Once the envy of the world, Germany's car brands now weigh heavily on its struggling economy
Germany's car industry was once recognized around the world for its high-quality, innovative internal combustion engine cars. Owning a German car was a luxury and status symbol. And carmakers were thriving, boosting the country's economy.
But the picture has since become bleaker.
The latest example is the developments at Volkswagen — which earlier this week said it was no longer able to rule out plant closures in its native Germany and felt it may need to end its employment protection agreement that has been in place in the country since 1994.
"For German carmakers that were the unchallenged technological market leaders in the sector for close to 140 years and barely had to worry about sales or competition, this is an unfamiliar situation," Andreas Ries, global head of automotive at KPMG, told CNBC in translated comments.
Now, the industry is undergoing its biggest transformation yet, he added.

• _EXERCISE REQUIREMENTS_
1. According to the article about Germany's car industry, since what year has Volkswagen's employment protection agreement in Germany been in place?
2. Write the next few sentences of the article about Germany's car industry, picking up right after its final line.
The items that come next play no part in the work on the article about Germany's car industry.

[Object point labels]

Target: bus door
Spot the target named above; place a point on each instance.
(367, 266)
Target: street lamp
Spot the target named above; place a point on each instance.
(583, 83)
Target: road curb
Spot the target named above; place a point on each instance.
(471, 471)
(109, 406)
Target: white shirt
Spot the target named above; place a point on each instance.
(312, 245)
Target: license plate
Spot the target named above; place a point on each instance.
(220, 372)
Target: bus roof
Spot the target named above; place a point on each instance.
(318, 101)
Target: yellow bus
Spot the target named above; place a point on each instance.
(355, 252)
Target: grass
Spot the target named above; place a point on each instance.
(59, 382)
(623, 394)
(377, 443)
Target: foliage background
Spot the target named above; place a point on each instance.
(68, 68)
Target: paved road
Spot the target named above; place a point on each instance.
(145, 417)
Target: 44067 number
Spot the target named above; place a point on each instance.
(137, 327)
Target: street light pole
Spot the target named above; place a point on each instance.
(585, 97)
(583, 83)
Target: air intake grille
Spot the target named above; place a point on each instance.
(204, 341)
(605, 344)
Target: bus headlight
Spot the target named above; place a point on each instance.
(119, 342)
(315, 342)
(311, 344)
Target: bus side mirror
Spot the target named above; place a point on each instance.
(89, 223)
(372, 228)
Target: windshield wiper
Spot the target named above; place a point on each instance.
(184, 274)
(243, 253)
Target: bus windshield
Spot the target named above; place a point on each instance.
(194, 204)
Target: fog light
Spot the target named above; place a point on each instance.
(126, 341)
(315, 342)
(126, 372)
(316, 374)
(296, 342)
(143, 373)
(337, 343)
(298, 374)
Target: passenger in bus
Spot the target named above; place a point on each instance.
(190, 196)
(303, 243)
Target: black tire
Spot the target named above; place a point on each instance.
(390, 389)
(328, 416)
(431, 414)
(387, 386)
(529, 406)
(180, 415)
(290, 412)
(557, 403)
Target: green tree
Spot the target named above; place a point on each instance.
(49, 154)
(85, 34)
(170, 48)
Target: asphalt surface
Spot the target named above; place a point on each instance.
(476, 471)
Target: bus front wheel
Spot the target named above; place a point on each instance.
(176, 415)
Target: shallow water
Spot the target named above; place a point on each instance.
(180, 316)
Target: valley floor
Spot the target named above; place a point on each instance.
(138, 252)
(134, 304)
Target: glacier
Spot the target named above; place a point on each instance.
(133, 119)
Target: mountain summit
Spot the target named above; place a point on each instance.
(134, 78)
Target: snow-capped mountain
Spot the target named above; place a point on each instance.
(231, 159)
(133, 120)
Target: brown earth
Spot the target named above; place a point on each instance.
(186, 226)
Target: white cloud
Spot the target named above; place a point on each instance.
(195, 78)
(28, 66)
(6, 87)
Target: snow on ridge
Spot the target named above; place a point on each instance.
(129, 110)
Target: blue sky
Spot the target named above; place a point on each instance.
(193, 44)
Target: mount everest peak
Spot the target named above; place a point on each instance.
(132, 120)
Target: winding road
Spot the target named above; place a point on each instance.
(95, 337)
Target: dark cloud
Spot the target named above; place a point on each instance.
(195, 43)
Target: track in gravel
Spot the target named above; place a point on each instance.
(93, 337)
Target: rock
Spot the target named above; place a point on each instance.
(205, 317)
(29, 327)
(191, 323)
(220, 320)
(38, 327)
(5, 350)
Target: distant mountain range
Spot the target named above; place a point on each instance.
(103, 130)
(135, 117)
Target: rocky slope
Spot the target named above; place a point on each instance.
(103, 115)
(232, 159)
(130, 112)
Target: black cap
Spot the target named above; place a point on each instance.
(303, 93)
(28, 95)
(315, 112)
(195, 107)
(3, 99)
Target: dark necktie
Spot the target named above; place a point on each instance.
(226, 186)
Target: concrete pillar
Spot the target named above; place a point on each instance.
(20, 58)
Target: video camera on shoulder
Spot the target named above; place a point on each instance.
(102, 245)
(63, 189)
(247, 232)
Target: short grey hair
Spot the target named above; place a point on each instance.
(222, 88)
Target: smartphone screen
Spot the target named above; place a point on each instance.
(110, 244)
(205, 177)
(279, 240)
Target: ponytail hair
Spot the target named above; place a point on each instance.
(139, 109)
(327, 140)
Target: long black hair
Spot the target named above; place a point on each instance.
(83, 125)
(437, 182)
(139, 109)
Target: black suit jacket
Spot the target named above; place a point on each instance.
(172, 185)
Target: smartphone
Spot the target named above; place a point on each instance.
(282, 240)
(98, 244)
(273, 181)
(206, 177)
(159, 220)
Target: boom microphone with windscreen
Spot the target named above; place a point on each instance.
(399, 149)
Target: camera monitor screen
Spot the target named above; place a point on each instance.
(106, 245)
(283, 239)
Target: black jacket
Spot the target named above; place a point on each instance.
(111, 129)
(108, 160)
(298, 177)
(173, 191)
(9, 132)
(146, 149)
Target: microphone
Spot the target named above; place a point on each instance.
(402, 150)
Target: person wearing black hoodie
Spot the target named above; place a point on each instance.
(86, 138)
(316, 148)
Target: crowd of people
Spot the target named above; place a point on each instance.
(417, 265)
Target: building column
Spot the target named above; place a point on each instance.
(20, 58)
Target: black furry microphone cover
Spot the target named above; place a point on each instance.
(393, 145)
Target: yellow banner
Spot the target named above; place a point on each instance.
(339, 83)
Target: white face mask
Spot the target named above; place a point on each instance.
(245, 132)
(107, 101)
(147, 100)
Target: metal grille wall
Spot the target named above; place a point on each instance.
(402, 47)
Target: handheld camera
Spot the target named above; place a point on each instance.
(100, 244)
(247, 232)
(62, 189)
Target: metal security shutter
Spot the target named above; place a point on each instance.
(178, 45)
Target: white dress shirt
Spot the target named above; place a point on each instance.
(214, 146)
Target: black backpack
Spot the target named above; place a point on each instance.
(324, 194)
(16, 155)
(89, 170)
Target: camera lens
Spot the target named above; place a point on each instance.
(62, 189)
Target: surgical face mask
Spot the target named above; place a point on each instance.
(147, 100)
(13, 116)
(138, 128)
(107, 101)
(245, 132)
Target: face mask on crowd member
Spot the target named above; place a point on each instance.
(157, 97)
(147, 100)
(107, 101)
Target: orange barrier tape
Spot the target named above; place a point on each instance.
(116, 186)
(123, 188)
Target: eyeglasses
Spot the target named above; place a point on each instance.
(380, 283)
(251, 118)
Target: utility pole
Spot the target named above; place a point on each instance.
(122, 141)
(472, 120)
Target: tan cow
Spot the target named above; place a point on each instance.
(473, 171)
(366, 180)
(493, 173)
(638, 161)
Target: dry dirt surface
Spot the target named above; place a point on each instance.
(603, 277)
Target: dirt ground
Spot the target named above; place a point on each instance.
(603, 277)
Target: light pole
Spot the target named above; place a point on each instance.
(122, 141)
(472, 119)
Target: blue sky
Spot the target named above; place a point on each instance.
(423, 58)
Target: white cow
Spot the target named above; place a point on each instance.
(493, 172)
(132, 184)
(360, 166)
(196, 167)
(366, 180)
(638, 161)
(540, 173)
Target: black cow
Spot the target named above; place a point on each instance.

• _EXERCISE ANSWERS_
1. Since 1994.

2.
Sentiment in the automotive industry has been choppy in recent years, historical data from the Ifo Institute shows. In August, sentiment pulled back once more to negative 24.7 points, according to data released Wednesday. Business expectations for the coming six months were "extremely pessimistic," Ifo said.
Volkswagen is not alone in its struggles.
In the latest set of earnings releases, the Mercedes car division cut its annual profit margin forecast, while BMW said its automotive segment profit margin in the second quarter was lower than expected. Porsche cut its 2024 outlook, albeit attributing that to a shortage of special aluminum alloys.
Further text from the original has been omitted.